_Text block:_
▶
It was in this atmosphere that SIBBM was established; while trying to evade traditional scientific environments and at the same time approaching them. SIBBM was proposing aperture to new possibilities for the development of new sectors of molecular biology such as those happening in other parts of the world, which produced the overwhelming developments that we all know today. As the oldest of us remember, even with a bit of nostalgia, those early years of SIBBM were characterized by passionate participation and animated discussions.

A few years ago, it would have been difficult to tackle this topic without bumping into the susceptibility of this or that scientific environment. Today, many things have settled down; they have been clarified, and the relationships between the different scientific and academic environments have improved, perhaps due to the unexpected sequence of events that unfolded before our eyes distributing reason to some and the lack thereof to others. The scientific history of these years has taught us all the strengths and the limits of the different approaches to biology and we have seen the enormous advances that have been made by combining them together.
◀
_Problem A:_
Copy out the SIBBM passage verbatim, everything from "A few years" down to "combining them together.".
_Problem B:_
Extend the passage on the history of SIBBM with the text that would follow its final sentence.

_Dataset entries:_
▶
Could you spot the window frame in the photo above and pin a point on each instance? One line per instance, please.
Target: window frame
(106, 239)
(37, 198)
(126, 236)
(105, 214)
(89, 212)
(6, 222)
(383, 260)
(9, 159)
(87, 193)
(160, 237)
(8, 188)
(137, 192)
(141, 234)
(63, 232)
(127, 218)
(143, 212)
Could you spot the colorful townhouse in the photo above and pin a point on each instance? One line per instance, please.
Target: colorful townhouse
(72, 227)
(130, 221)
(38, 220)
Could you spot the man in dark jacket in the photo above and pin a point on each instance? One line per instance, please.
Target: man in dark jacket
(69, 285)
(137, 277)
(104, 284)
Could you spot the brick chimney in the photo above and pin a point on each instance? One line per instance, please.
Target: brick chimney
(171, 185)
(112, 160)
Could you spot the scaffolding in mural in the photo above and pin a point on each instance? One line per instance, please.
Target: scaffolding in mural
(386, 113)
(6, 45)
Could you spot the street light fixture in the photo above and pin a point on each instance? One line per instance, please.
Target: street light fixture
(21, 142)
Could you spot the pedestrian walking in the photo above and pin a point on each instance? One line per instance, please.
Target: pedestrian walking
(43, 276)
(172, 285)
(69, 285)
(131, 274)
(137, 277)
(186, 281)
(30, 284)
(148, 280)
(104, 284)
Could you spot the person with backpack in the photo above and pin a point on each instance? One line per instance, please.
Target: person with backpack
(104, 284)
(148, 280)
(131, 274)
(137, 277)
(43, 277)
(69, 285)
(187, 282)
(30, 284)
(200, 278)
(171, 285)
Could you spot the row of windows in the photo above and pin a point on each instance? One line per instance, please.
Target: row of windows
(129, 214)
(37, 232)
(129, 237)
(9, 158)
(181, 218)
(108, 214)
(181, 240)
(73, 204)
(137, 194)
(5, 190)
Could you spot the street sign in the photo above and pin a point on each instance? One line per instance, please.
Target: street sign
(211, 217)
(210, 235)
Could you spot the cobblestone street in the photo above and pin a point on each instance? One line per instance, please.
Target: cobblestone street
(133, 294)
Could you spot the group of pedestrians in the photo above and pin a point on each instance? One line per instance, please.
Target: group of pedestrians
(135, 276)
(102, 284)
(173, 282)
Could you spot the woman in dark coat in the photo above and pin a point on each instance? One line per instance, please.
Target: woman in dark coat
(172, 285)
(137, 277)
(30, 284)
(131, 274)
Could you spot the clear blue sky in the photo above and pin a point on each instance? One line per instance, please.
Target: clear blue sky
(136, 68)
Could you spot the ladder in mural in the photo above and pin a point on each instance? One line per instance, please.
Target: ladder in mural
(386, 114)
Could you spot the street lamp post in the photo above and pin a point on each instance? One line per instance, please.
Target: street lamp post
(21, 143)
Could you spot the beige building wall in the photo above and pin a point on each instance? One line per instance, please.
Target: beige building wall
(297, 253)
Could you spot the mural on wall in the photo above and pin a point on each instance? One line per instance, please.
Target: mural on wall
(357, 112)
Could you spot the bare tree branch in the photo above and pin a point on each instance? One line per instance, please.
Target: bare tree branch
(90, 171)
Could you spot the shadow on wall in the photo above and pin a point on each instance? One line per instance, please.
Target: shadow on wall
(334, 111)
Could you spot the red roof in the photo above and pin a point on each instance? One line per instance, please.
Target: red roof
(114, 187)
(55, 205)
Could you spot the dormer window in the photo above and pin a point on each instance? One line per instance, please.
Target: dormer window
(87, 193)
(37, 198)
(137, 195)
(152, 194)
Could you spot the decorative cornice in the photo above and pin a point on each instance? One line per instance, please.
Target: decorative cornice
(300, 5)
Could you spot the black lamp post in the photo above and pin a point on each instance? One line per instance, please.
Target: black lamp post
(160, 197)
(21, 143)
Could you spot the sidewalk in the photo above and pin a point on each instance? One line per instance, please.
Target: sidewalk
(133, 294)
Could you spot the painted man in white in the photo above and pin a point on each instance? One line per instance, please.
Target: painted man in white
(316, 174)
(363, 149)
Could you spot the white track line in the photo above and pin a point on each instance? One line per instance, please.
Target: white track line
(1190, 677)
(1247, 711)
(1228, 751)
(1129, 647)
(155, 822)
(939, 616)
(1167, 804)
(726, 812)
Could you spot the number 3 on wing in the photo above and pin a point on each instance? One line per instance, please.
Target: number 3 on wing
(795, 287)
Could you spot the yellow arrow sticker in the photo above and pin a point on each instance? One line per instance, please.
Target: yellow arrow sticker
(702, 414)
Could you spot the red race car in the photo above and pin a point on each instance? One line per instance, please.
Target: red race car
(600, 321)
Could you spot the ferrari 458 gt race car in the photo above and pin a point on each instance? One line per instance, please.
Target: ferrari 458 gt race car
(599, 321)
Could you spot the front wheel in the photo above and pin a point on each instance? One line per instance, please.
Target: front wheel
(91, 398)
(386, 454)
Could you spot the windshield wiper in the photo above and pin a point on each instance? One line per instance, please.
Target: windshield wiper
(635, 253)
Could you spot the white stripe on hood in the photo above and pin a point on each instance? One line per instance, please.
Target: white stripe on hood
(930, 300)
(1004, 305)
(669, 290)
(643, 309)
◀
_Output A:_
A few years ago, it would have been difficult to tackle this topic without bumping into the susceptibility of this or that scientific environment. Today, many things have settled down; they have been clarified, and the relationships between the different scientific and academic environments have improved, perhaps due to the unexpected sequence of events that unfolded before our eyes distributing reason to some and the lack thereof to others. The scientific history of these years has taught us all the strengths and the limits of the different approaches to biology and we have seen the enormous advances that have been made by combining them together.

_Output B:_
Thus, in these thirty years, thanks to the contribution of the SIBBM and its partners, the position of molecular biology in the national panorama has changed. From a cultural point of view, we have contributed to the widespread diffusion of a biology approach previously limited to a few groups and laboratories, and an even wider diffusion of molecular biology techniques to the most disparate fields of biological research and medical applications - industrial, etc .; so much so that today we have to note that molecular biology is no longer the exclusive property of molecular biologists nor of SIBBM that should represent them. From the educational point of view, the introduction of molecular biology as a university subject and, with the recent reform, molecular biology as a fundamental course, was achieved in the late 1960s.

Surely today, Italian research groups have expanded their relationships with international research, with collaborations, transfers and their participation in Conferences and Congresses around the world. But if, as a result, from the point of view of cutting-edge research, the Societies and the National Conferences may today play a somewhat secondary role, they remain an important meeting point for the various Italian groups, with the consequent exchange of ideas, information, materials and so on. In addition, a look at the list of members and especially that of participants in the Conferences reveals another interesting aspect, namely that in recent years the average age is very low, and this can only be a good sign (even if participation in Conferences of older members would have great significance for cultural transmission between generations).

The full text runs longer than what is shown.